─── MATERIAL SHOWN

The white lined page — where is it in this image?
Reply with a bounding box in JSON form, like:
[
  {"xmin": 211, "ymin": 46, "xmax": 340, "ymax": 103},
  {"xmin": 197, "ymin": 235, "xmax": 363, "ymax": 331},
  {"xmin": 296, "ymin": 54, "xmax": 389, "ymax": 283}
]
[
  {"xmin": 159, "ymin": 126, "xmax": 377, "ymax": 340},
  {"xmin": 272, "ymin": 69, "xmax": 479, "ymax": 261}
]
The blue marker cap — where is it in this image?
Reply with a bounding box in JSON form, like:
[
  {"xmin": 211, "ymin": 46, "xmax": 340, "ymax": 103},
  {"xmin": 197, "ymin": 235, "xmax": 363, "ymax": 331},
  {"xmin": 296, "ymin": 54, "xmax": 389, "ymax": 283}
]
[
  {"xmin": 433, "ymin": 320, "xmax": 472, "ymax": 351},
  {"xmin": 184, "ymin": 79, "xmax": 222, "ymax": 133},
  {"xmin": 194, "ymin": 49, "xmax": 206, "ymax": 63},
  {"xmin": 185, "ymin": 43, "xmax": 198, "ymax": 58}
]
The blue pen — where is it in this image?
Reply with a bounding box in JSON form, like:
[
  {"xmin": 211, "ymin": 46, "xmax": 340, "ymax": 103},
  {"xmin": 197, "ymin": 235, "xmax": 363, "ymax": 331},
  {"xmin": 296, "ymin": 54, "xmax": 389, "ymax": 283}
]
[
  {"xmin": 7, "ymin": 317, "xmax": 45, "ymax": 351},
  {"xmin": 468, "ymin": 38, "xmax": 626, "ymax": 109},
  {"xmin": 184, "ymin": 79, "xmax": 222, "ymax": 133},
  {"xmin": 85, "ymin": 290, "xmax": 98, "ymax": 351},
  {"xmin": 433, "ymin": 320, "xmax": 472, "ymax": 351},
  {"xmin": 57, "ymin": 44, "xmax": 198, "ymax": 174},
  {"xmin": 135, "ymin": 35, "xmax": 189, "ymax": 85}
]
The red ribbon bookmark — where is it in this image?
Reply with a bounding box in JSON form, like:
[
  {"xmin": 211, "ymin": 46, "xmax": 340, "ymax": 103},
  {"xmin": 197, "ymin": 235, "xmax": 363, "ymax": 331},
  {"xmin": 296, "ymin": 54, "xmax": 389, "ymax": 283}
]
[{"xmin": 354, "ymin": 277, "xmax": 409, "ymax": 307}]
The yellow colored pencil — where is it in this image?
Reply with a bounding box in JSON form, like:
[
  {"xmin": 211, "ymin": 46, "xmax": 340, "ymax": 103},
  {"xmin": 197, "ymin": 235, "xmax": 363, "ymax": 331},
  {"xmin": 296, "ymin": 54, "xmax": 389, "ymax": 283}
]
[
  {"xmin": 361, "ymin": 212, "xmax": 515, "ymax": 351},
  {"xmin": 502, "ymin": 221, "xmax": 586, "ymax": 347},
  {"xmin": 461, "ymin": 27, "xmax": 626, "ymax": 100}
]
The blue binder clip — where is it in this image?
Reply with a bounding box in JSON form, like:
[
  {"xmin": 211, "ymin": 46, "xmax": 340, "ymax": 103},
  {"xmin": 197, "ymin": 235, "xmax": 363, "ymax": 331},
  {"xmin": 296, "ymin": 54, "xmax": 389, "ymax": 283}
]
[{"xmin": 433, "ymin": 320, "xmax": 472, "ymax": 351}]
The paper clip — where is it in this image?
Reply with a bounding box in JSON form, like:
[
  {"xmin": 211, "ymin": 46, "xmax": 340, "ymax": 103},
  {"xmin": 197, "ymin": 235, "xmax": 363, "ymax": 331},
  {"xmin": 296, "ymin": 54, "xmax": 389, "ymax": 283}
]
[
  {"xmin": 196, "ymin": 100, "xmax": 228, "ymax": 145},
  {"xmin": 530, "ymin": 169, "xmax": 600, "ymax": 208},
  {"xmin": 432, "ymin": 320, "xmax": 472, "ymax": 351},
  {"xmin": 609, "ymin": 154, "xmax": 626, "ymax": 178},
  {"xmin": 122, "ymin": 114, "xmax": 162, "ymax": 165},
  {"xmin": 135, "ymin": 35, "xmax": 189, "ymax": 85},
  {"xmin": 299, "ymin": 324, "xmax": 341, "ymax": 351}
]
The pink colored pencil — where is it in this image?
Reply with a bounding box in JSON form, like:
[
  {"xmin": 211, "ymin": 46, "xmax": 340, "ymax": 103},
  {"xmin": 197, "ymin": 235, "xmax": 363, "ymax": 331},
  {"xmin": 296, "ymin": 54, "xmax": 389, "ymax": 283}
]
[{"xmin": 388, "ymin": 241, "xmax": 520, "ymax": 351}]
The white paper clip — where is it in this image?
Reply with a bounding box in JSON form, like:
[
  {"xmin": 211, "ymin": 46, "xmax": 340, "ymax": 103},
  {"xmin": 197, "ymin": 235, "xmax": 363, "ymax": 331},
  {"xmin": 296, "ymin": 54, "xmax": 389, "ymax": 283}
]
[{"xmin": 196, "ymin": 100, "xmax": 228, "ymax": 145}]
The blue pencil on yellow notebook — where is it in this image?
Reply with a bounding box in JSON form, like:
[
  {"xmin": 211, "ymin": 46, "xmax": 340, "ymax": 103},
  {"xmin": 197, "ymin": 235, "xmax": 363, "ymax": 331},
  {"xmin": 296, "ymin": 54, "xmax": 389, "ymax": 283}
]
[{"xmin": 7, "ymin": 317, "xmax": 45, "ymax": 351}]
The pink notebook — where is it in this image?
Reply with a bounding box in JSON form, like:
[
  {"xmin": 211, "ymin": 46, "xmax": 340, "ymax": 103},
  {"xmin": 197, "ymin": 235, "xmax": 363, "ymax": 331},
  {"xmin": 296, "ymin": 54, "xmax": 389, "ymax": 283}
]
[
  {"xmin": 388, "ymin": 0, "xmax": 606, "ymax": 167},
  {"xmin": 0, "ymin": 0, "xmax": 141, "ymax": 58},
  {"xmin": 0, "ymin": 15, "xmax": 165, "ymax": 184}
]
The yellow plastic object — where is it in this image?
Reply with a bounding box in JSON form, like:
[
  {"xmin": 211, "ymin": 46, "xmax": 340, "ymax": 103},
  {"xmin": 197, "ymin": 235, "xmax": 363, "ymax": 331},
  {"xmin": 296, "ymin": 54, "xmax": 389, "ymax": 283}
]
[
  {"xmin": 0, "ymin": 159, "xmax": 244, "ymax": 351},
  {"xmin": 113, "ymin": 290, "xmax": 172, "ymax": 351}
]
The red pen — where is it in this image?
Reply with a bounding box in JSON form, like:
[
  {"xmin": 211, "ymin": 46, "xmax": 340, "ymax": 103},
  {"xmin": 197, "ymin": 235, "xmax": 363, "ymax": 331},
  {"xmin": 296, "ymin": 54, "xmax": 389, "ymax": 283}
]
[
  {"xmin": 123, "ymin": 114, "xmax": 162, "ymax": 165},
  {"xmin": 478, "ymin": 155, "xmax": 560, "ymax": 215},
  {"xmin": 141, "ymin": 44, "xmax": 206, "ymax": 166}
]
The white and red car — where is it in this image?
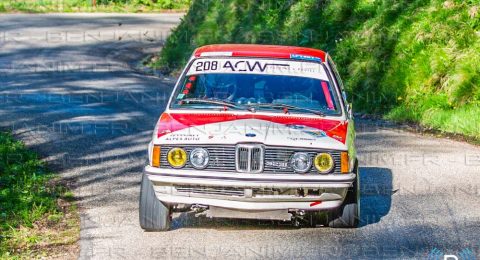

──────

WHAT IS BEING ASKED:
Please pick out every line above that contains the word "paper", and copy each one.

WRITTEN RESPONSE:
The paper clip — where is it in this image?
The white paper clip — where is it in this image?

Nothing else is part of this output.